**TEXTE PRÉSENTÉ**
Être un établissement d’enseignement supérieur francophone est-il, à l’heure actuelle, plutôt un inconvénient ou un atout en matière d’internationalisation ? Quel est votre sentiment après ce deuxième séminaire ?

Définitivement positif ! Si on part du principe que l'être humain est un être culturé qui a besoin de pouvoir s'exprimer librement et facilement dans sa propre langue, il est essentiel qu'il existe un espace francophone d'enseignement supérieur où ceux qui partagent la langue française peuvent s'exprimer en français.

Et malgré tout, un séminaire comme celui d'aujourd'hui montre que les établissements francophones s'interrogent sur leur inscription dans les grandes tendances internationales dont on sait qu'elles se dessinent la plupart du temps en langue anglaise…

Il y a une question qui se pose, mais elle s'est toujours posée. Autrefois, c'était le français qui était la langue de la diplomatie et c’étaient les anglophones qui devaient se faire une place dans ce monde-là. L’anglicisation des processus est, je crois, notamment liée au passage de l’ère de la mécanisation à celle de la création et de l'utilisation de médias électroniques qui ont engendré un déplacement vers l'anglais et, avec lui, une certaine homogénéisation. Ce déplacement justifie aujourd'hui, dans une phase qui est toujours une phase de transition, un repositionnement et un questionnement par rapport à ce que l’on fait avec les différentes langues qui existent et coexistent sur les différents continents. On parle du français, mais il y a aussi l'espagnol ou les langues asiatiques, pour ne nommer que celles-là : tous les pays font face à ces questionnements. Quand on regarde le Japon, par exemple, on pense que le pays utilise facilement l’anglais alors qu’en réalité l’archipel fait face à des questions de langue qui impactent en ce moment négativement le développement de ses propres universités. Le gouvernement a pris ici la décision de promouvoir l'apprentissage et la diffusion de l’anglais pour que les universités puissent se redéployer et mieux se positionner dans le contexte de l'enseignement supérieur global. La Francophonie, elle, touche de nombreux pays et continents. Je pense aussi qu’elle est suffisamment souple pour accepter de continuer d’être en cheville avec le monde anglophone. Le Québec, qui emprunte aux deux « mondes » (anglophone et francophone, si c’est ainsi que l’on souhaite les définir), est un exemple très intéressant à suivre : on peut tout à fait bien fonctionner en français tout en ouvrant des portes et en travaillant dans d'autres langues aussi.

**VOTRE TÂCHE**
Indiquez quelle décision le gouvernement japonais a prise, selon l'entretien sur l'enseignement supérieur francophone. La liste qui suit n'a aucun rôle dans cet exercice.

**INFORMATIONS FOURNIES**
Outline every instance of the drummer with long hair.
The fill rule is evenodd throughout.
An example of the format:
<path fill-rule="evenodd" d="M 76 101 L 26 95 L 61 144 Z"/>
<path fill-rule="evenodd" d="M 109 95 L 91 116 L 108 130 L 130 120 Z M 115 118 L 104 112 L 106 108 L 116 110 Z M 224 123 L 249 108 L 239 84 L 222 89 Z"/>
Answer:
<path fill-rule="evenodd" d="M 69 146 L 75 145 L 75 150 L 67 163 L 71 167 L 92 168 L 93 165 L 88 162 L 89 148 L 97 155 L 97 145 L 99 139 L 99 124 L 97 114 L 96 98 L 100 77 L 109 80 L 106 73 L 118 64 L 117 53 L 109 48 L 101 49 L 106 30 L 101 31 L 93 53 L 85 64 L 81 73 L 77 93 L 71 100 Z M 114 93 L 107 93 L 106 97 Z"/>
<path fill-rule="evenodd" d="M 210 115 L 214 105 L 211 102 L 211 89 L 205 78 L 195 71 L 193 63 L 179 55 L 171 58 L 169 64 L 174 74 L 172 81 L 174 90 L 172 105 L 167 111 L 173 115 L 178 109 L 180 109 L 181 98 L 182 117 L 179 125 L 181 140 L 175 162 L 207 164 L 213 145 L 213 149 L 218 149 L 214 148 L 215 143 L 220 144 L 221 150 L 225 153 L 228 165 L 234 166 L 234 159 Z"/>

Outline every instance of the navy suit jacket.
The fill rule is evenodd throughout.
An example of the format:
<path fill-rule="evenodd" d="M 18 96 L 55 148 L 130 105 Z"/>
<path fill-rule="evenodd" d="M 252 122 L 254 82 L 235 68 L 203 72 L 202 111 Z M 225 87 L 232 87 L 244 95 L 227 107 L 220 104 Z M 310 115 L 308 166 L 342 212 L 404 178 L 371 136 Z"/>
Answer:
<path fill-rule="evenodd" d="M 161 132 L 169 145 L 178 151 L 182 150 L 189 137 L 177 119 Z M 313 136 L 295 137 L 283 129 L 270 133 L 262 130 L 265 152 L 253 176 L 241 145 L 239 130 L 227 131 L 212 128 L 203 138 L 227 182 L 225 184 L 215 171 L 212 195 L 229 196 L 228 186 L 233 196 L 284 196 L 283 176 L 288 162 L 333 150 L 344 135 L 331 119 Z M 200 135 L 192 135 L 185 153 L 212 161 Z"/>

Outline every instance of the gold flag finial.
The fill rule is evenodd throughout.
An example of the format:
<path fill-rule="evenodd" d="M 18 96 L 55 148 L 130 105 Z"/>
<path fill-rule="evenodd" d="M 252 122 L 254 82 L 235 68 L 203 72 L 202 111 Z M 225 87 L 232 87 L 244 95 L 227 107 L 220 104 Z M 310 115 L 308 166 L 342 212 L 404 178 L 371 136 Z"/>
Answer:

**SOLUTION DE LA TÂCHE**
Il a décidé de promouvoir l'apprentissage et la diffusion de l'anglais pour que les universités puissent se redéployer et mieux se positionner dans le contexte de l'enseignement supérieur global.